- [ASSIGNED TASK 1]: In the post about the Gilbert lab's research, list the researchers named as authors of the current work.
- [ASSIGNED TASK 2]: According to the post about the Gilbert lab's research, in what year did the lab find the specific control centers that set the order of replication?

- [SELECTED EXCERPT]:
# # # # #
Master transcription-factor binding sites constitute the core of early replication control elements
San Diego BioMed congratulates the Gilbert Lab for their recent publication featured in The EMBO Journal!
Learn and read the full manuscript @ https://www.embopress.org/doi/full/10.1038/s44318-025-00501-5
Professor Gilbert provided an engaging commentary on this manuscript and his lab’s work below –
Professor Gilbert’s key takeaway: “Timing is everything.”
“DNA has become a household term to define the ‘being’ of any living thing and is even clumsily used to refer to inanimate objects. Most of us are familiar with DNA’s 4 letter alphabet, which encodes the blueprint for life. Today, we can chemically synthesize any DNA code, we can create billions of copies of that code in a test tube, and we can even cure diseases by correcting mistakes in the code. It must come as quite a surprise then, that we still do not know the genetic code that tells cells how to replicate DNA. This is a major mystery in molecular biology and is the motivation for research in the Gilbert lab at San Diego BioMed.
The Gilbert lab believes that the secret to understanding how DNA replicates lies in understanding why it bothers to replicate the code in any particular order; after all, it is commonly thought that the sole purpose of DNA replication is to make one complete copy of the DNA before the cell divides into two. The Gilbert lab likes to remind people that, in a living cell, it’s not just DNA that replicates. Rather, the entire structure of chromosomes, including all of their associated components, must be dismantled, the DNA copied, and all the infrastructure rebuilt. This rebuilding process imparts flexibility to change the infrastructure and Mother Nature is too resourceful to squander this opportunity.
The Gilbert lab has spent over 30 years compiling evidence that chromosomes are replicated in segments or “domains” and that the temporal order in which domains are replicated dictates what type of chromosomal infrastructure they assemble. Indeed, the Gilbert lab has shown that different types of cells replicate chromosome domains in a different order and cells from diseased tissues have unique alterations in this replication timing program. In 2019, by systematically removing parts of chromosomes, the Gilbert lab discovered specific control centers that determine this temporal order. However, they were not able to sufficiently pinpoint where these control centers are in order to understand how they work.
In the current work, published by The European Molecular Biology Organization (EMBO J.), the Gilbert lab researchers–Dave Gilbert, Takayo Sasaki, and Satoshi Uchino–have shown that these control centers contain numerous binding sites in the DNA for multiple proteins known as “master transcription factors”, whose job is to turn individual genes on and off to alter the identity of cells. This work unveils a simple but elegant means by which cells coordinate changes in gene regulation with changes in replication timing. And the purpose is quite sensible; it is known that turning genes on and off can be a fleeting event that fades away as cells experiment with new fates and revert to their old ways. But, if the master transcription factors are diverse and abundant enough to bind all the sites in the replication control centers, they can trigger changes in replication timing that could alter the infrastructure of chromosomes and make the switch to the new cell type irreversible, whether it be a normal or diseased cell type. What is still not known is whether these switches are encoded in the alphabet of the DNA and what that code might be. Understanding that code could allow us to alter the fates of cells or switch diseased cells back to normal. Stay tuned for the Gilbert lab’s subsequent studies!”
# # # # #
- [GIVEN ENTRIES]:

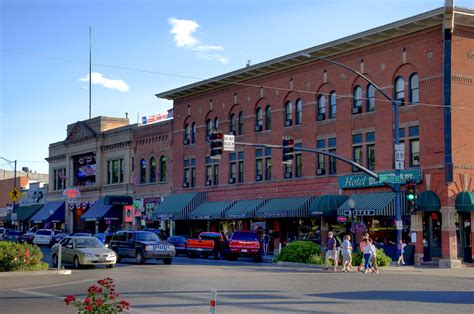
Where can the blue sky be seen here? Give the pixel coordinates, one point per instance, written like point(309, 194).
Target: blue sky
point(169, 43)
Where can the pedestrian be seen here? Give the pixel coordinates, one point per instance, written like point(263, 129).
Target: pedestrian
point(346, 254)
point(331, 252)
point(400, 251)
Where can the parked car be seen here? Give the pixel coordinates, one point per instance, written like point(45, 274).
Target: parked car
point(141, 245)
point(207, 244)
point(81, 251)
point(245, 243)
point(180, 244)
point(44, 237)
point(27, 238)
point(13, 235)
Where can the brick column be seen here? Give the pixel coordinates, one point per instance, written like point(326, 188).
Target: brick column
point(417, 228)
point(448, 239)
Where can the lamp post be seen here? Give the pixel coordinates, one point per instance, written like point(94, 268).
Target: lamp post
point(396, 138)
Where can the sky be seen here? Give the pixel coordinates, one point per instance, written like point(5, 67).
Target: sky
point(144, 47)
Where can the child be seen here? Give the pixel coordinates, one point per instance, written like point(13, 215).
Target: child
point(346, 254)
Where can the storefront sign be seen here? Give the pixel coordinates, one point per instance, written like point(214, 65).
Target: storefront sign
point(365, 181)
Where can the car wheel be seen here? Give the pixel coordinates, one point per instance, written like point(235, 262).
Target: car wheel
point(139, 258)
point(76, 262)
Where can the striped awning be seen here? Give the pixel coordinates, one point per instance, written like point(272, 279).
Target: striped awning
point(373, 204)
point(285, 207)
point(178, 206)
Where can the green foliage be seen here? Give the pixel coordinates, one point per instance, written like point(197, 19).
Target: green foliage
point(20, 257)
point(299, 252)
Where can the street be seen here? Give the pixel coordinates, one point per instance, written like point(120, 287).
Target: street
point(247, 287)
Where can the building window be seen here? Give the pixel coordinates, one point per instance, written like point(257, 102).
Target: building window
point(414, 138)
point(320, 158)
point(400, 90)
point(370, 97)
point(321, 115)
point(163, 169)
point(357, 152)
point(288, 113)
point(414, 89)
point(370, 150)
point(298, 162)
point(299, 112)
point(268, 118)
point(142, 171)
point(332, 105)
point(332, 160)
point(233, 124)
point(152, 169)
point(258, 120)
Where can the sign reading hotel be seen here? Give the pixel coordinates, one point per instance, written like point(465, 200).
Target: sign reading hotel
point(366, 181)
# # # # #
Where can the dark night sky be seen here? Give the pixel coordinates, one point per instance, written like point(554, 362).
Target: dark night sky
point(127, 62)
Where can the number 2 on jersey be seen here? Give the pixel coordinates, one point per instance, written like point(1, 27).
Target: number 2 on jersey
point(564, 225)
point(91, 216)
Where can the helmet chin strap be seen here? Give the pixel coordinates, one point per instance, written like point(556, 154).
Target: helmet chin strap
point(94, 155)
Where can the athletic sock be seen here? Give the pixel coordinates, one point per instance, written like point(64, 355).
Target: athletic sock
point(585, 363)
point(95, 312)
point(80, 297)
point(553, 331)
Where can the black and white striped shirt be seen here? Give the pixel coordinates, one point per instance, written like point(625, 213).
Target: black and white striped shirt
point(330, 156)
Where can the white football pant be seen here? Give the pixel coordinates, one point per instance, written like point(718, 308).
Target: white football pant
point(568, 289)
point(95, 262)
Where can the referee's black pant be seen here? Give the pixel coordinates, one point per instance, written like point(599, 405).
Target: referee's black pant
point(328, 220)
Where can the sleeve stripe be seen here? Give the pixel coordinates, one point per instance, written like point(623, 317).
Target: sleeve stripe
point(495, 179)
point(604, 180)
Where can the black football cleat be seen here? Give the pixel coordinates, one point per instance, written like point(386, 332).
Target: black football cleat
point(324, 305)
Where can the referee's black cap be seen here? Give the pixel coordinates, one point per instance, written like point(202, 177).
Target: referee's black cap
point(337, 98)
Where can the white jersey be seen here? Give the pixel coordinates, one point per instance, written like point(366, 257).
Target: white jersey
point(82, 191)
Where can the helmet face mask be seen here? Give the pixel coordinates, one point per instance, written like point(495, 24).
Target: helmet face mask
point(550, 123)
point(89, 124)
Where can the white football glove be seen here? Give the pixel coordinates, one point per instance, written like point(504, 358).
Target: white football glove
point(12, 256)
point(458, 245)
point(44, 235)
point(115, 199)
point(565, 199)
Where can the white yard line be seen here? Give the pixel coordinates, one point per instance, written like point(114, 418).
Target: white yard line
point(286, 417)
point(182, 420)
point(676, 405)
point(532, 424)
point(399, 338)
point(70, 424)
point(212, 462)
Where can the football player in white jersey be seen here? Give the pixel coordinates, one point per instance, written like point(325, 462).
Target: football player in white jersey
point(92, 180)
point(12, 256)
# # # # #
- [EXERCISE OUTPUT 1]: Dave Gilbert, Takayo Sasaki, Satoshi Uchino

- [EXERCISE OUTPUT 2]: 2019